__Point placement records__
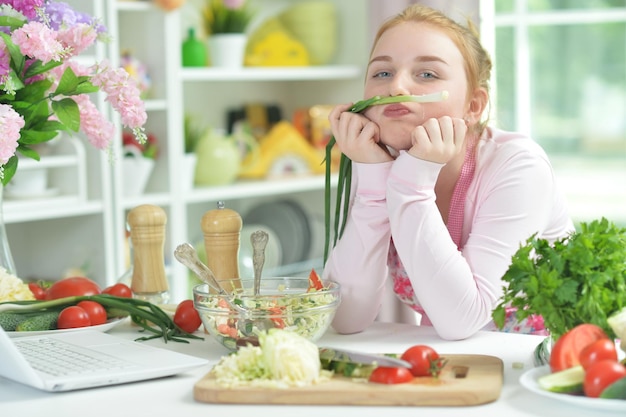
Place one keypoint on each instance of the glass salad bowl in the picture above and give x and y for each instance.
(283, 302)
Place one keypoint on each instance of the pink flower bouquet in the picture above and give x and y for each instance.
(44, 92)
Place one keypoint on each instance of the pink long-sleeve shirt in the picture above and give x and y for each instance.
(451, 274)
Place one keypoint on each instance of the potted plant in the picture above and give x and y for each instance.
(225, 23)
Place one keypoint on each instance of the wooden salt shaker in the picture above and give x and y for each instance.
(147, 234)
(222, 231)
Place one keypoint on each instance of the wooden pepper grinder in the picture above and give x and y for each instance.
(222, 230)
(147, 234)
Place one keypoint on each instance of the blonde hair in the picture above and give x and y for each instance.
(466, 38)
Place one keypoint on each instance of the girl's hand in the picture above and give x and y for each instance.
(357, 137)
(438, 140)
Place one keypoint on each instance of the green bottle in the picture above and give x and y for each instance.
(194, 51)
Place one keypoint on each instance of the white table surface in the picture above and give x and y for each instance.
(173, 396)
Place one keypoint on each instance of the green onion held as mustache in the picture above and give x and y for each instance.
(345, 166)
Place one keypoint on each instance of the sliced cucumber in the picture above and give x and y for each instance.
(567, 381)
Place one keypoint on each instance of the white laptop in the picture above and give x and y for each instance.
(80, 359)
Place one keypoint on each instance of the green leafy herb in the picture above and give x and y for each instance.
(577, 279)
(345, 166)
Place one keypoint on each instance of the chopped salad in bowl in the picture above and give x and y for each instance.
(302, 305)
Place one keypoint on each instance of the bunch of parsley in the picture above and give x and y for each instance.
(574, 280)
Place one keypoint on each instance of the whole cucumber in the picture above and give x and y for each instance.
(44, 321)
(9, 320)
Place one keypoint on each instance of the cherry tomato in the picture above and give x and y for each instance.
(38, 291)
(596, 351)
(69, 287)
(425, 360)
(186, 316)
(566, 351)
(72, 317)
(390, 375)
(119, 290)
(600, 375)
(96, 312)
(315, 282)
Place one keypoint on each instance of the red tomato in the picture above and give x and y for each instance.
(186, 316)
(38, 292)
(315, 282)
(390, 375)
(600, 375)
(596, 351)
(119, 290)
(69, 287)
(566, 351)
(97, 314)
(425, 360)
(72, 317)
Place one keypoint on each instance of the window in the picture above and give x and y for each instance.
(560, 75)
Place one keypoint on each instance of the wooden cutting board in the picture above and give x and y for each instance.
(465, 380)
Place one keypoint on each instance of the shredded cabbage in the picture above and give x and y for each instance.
(283, 359)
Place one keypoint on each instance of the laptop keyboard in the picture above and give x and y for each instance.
(59, 358)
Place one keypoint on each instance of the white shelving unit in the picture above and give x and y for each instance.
(92, 230)
(70, 224)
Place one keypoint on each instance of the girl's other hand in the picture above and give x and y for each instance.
(357, 137)
(438, 140)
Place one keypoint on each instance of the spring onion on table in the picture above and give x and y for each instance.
(146, 315)
(345, 164)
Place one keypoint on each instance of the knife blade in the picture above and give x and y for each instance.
(343, 355)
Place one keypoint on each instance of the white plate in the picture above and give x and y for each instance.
(290, 223)
(100, 328)
(529, 381)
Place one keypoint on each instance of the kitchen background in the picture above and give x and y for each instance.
(560, 75)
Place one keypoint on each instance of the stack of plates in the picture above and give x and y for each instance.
(290, 224)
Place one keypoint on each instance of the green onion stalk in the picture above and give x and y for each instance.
(150, 317)
(345, 167)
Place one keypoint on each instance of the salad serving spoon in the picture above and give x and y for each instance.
(186, 254)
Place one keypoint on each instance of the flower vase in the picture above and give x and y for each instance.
(227, 50)
(6, 258)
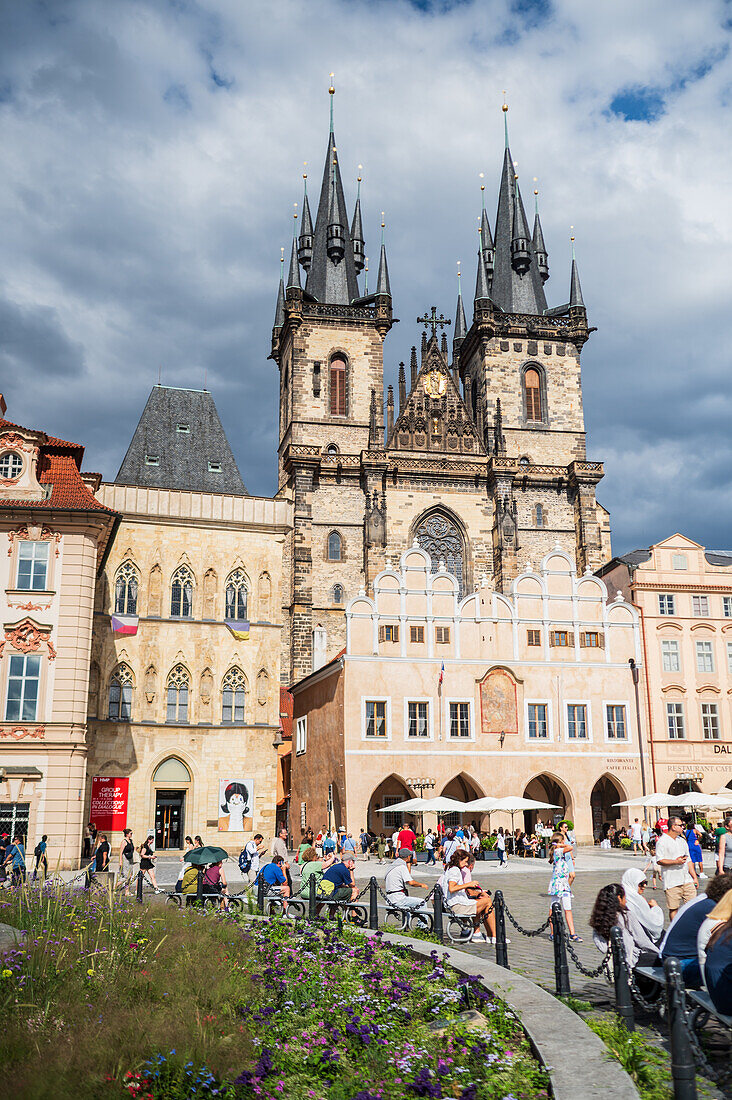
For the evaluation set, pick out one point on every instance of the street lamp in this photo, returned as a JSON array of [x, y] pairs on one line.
[[635, 672]]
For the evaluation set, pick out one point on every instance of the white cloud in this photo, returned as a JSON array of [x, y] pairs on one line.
[[143, 206]]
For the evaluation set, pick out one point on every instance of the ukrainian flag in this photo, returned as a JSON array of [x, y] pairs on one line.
[[239, 628]]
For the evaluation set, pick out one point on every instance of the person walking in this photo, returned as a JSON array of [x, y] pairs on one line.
[[148, 858], [561, 879], [40, 853], [15, 859], [724, 853], [127, 861], [680, 882], [500, 847]]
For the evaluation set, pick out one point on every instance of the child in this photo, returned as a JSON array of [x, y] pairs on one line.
[[561, 879]]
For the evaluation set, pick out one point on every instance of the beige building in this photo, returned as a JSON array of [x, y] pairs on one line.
[[684, 594], [54, 538], [536, 699], [183, 711]]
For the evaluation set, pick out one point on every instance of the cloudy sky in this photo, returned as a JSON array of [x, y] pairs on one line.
[[152, 152]]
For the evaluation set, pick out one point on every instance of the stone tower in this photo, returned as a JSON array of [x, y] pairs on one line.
[[520, 365], [327, 342]]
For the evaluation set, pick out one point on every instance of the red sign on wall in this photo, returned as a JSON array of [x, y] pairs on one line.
[[109, 802]]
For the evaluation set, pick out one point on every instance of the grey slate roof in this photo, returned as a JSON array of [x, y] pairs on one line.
[[184, 458]]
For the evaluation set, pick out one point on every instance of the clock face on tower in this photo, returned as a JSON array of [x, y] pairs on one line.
[[435, 383]]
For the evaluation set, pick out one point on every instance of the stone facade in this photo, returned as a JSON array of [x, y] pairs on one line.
[[684, 593], [215, 537], [53, 540], [536, 699]]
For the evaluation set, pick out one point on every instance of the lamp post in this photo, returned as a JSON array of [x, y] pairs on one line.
[[635, 672], [421, 784]]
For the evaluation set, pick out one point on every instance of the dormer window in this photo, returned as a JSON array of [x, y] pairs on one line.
[[11, 465]]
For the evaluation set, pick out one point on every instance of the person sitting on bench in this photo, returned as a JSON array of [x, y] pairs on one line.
[[680, 941], [399, 877]]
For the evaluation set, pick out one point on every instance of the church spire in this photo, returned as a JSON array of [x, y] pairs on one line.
[[460, 327], [516, 285], [537, 241], [331, 276], [575, 288], [382, 281], [305, 243], [357, 231], [280, 308]]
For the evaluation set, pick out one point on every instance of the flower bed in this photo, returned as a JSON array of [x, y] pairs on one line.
[[109, 1001]]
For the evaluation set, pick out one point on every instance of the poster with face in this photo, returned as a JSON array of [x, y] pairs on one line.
[[236, 805]]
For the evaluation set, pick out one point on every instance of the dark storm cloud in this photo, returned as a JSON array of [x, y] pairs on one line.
[[152, 154]]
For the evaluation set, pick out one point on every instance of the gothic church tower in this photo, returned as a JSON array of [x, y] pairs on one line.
[[327, 342]]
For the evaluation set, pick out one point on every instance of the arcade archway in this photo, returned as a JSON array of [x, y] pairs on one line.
[[390, 791], [604, 794], [547, 788]]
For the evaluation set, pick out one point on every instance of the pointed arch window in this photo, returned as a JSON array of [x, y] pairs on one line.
[[182, 593], [233, 696], [338, 386], [127, 585], [178, 689], [237, 595], [120, 694], [441, 539], [335, 547], [533, 395]]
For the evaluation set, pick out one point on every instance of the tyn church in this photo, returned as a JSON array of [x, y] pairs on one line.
[[480, 458]]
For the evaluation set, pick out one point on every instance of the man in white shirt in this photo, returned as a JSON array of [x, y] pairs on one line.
[[399, 877], [680, 882]]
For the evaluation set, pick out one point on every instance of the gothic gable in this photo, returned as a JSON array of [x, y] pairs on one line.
[[435, 417]]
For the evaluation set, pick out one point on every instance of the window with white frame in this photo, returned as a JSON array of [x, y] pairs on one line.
[[675, 721], [418, 719], [23, 683], [375, 717], [120, 694], [301, 735], [32, 567], [710, 721], [705, 657], [577, 722], [615, 722], [669, 656], [459, 719], [538, 721], [178, 689]]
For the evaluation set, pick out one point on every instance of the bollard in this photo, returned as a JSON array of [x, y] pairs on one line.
[[560, 965], [501, 948], [623, 998], [437, 921], [684, 1071], [373, 904]]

__Exercise task__
Could you arrange everything in the records above, from the line containing "of the lamp" down to the line containing "[[152, 154]]", as a Markdown table with the columns No. and Line, leaving out blank lines? Include both of those end lines.

__Response to the exercise__
| No. | Line |
|---|---|
| 1 | For the evaluation set, pick out one point on every instance of the lamp post in this photo, returned as a JSON array of [x, y] pairs on one line. |
| 2 | [[635, 672], [421, 784]] |
| 3 | For the evaluation set, pick out one point on every instance of the dormer window in this photo, returned as a JSON array of [x, y] pairs on one line. |
| 4 | [[11, 465]] |
| 5 | For the evaluation set, pick out one point on every instance of the person sitting on bench in this photo, returned as a JSON array of [x, y] pairs on one line. |
| 6 | [[680, 941], [399, 877]] |
| 7 | For the evaluation set, pick out one point on every instance of the church spire in this photo, returned as a JSON array of [x, y] pairs on one line. |
| 8 | [[460, 327], [516, 285], [537, 241], [331, 276], [575, 288], [382, 281], [305, 243], [357, 231], [280, 308]] |
| 9 | For the evaluation set, pick out one point on every instance of the flower bed in this photo, returned as a JSON array of [x, y] pairs on one line. |
| 10 | [[109, 1001]] |
| 11 | For the evaluation set, pick out one point on every instance of the poster with face in this photo, returned as a JSON array of [x, y] pairs on one line. |
| 12 | [[236, 805]] |
| 13 | For the evaluation set, pick out one point on every instance of the dark storm cloud in this photo, returned as a JSON array of [x, y] pairs on one line. |
| 14 | [[152, 154]] |